## [Data]
········
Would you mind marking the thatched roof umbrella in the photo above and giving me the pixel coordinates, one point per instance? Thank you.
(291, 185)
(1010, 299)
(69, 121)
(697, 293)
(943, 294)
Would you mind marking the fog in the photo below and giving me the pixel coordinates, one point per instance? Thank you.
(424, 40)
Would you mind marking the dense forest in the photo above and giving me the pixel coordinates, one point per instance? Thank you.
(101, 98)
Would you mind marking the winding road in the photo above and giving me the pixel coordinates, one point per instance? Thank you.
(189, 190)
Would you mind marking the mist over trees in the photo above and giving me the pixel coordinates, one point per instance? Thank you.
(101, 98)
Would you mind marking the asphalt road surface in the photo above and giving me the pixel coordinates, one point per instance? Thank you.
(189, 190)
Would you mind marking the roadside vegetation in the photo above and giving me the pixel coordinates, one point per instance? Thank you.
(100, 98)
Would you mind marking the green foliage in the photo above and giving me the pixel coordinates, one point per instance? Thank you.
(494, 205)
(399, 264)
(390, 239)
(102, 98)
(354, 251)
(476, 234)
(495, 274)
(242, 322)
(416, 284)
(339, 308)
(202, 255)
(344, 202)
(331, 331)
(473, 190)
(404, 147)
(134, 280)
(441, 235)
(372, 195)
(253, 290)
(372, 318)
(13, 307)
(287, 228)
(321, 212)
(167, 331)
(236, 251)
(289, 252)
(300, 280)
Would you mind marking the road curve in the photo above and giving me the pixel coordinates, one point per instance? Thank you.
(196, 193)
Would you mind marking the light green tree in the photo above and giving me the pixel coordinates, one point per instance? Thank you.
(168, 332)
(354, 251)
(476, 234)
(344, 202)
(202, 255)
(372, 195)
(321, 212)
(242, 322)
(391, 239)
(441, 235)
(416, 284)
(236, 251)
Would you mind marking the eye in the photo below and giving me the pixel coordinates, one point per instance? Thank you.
········
## [What you need to do]
Copy out every record above exactly as written.

## [Task result]
Would you mind marking the thatched roof umbrella in the photo above and giving me the pixel coordinates, one point per instance? Thank you.
(291, 185)
(1010, 299)
(69, 121)
(697, 293)
(943, 294)
Would you mind marking the fog in the photo below and giving me the pixel coordinates, one point per instance? Thank you.
(424, 40)
Would you mind marking the dense forest in the photo above and giving me the pixel coordinates, one point per instance? Thank you.
(101, 98)
Would you mind marking the winding road in the photo above and giving me the pixel coordinates, one point per instance? Thank you.
(189, 190)
Would you mind marking the mist over trees in the photo above and giving me the pixel coordinates, one point per instance? Thank you.
(101, 98)
Would you mind marking the asphalt road surface in the photo above and giving me the pixel coordinates, one point per instance? Thank you.
(189, 190)
Would you mind marking the roadside vegetation in the photo above and giving me the pixel coordinates, one point per instance? Thank you.
(100, 98)
Would you mind marking the green foliage in the photo above and giving me the pixel coordinates, one point per instance? Thank you.
(494, 205)
(399, 264)
(390, 239)
(102, 98)
(354, 251)
(476, 234)
(495, 274)
(242, 322)
(416, 284)
(339, 308)
(202, 255)
(344, 202)
(331, 331)
(473, 190)
(404, 147)
(134, 280)
(441, 235)
(372, 195)
(253, 290)
(372, 318)
(13, 307)
(287, 228)
(321, 212)
(167, 331)
(236, 251)
(289, 252)
(300, 280)
Would you mind marking the road curve in the photo above and giving me the pixel coordinates, one point per instance? Thank you.
(196, 193)
Would you mind marking the light green tree in the photo above and giving me the pixel coordinates, one point per instance? Thank you.
(168, 332)
(354, 251)
(476, 234)
(344, 202)
(202, 255)
(372, 195)
(321, 212)
(242, 322)
(391, 239)
(441, 235)
(416, 284)
(236, 251)
Would you mind marking the eye in the photo below and giving me the pixel coordinates, one point per instance? Thank you.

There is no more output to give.